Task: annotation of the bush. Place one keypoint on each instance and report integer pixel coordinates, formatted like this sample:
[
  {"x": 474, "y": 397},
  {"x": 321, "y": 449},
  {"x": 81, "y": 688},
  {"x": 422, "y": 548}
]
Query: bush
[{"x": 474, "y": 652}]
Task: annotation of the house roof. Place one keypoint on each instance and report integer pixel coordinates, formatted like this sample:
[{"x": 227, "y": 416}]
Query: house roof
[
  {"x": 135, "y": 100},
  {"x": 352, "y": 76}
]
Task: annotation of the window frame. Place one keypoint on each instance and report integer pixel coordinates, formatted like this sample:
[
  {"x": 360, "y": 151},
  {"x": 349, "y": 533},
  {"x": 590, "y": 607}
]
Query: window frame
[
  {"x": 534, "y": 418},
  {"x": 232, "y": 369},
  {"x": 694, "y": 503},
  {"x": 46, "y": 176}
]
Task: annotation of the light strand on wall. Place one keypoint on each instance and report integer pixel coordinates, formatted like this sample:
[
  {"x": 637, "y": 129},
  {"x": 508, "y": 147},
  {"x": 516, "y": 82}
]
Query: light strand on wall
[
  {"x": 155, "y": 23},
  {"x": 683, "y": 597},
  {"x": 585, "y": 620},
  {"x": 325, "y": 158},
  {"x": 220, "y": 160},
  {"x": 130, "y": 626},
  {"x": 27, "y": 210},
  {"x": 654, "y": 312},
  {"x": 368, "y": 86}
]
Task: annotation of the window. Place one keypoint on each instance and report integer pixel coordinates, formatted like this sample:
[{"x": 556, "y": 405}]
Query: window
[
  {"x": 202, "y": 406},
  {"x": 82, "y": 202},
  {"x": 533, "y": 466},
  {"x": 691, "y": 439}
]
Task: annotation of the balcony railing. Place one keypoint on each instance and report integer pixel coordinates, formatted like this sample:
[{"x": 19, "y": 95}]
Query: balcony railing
== == ==
[Directions] Convert every line of the items above into a JSON list of strings, one string per line, leaving out blank lines.

[Problem solution]
[
  "Task: annotation of the bush. Place one keypoint on each instance and report integer pixel coordinates, formatted like this sample:",
  "[",
  "  {\"x\": 474, \"y\": 397},",
  "  {\"x\": 321, \"y\": 449},",
  "  {\"x\": 81, \"y\": 688},",
  "  {\"x\": 422, \"y\": 548}",
  "]",
  "Query: bush",
  "[{\"x\": 474, \"y\": 652}]",
  "Task: annotation of the house roof. Place one keypoint on each instance and report integer pixel coordinates, formatted like this sample:",
  "[{\"x\": 227, \"y\": 416}]",
  "Query: house roof",
  "[",
  "  {\"x\": 135, \"y\": 100},",
  "  {\"x\": 352, \"y\": 76}",
  "]",
  "Task: annotation of the window frame. Place one keypoint on each instance and report integer pixel coordinates, formatted like this sample:",
  "[",
  "  {\"x\": 360, \"y\": 151},",
  "  {\"x\": 349, \"y\": 533},",
  "  {\"x\": 590, \"y\": 607}",
  "]",
  "Query: window frame",
  "[",
  "  {\"x\": 534, \"y\": 418},",
  "  {\"x\": 232, \"y\": 369},",
  "  {\"x\": 694, \"y\": 503},",
  "  {\"x\": 46, \"y\": 176}",
  "]",
  "Task: annotation of the light strand on wall. Place one keypoint on each instance and report integer pixel coordinates, formatted like this sample:",
  "[",
  "  {\"x\": 637, \"y\": 129},",
  "  {\"x\": 508, \"y\": 147},",
  "  {\"x\": 516, \"y\": 82}",
  "]",
  "Query: light strand on wall",
  "[",
  "  {\"x\": 155, \"y\": 23},",
  "  {\"x\": 683, \"y\": 597},",
  "  {\"x\": 585, \"y\": 620},",
  "  {\"x\": 325, \"y\": 158},",
  "  {\"x\": 220, \"y\": 160},",
  "  {\"x\": 130, \"y\": 626},",
  "  {\"x\": 27, \"y\": 210},",
  "  {\"x\": 654, \"y\": 312},",
  "  {\"x\": 368, \"y\": 86}",
  "]",
  "Task: annotation of the window. Place one keypoint on each instance and report integer pixel coordinates, formatted like this sample:",
  "[{\"x\": 556, \"y\": 405}]",
  "Query: window",
  "[",
  "  {\"x\": 202, \"y\": 406},",
  "  {\"x\": 82, \"y\": 202},",
  "  {\"x\": 533, \"y\": 466},",
  "  {\"x\": 691, \"y\": 439}",
  "]",
  "Task: annotation of the balcony railing. Place one keypoint on each instance and report integer pixel coordinates, formatted like this sample:",
  "[{\"x\": 19, \"y\": 95}]",
  "Query: balcony railing"
]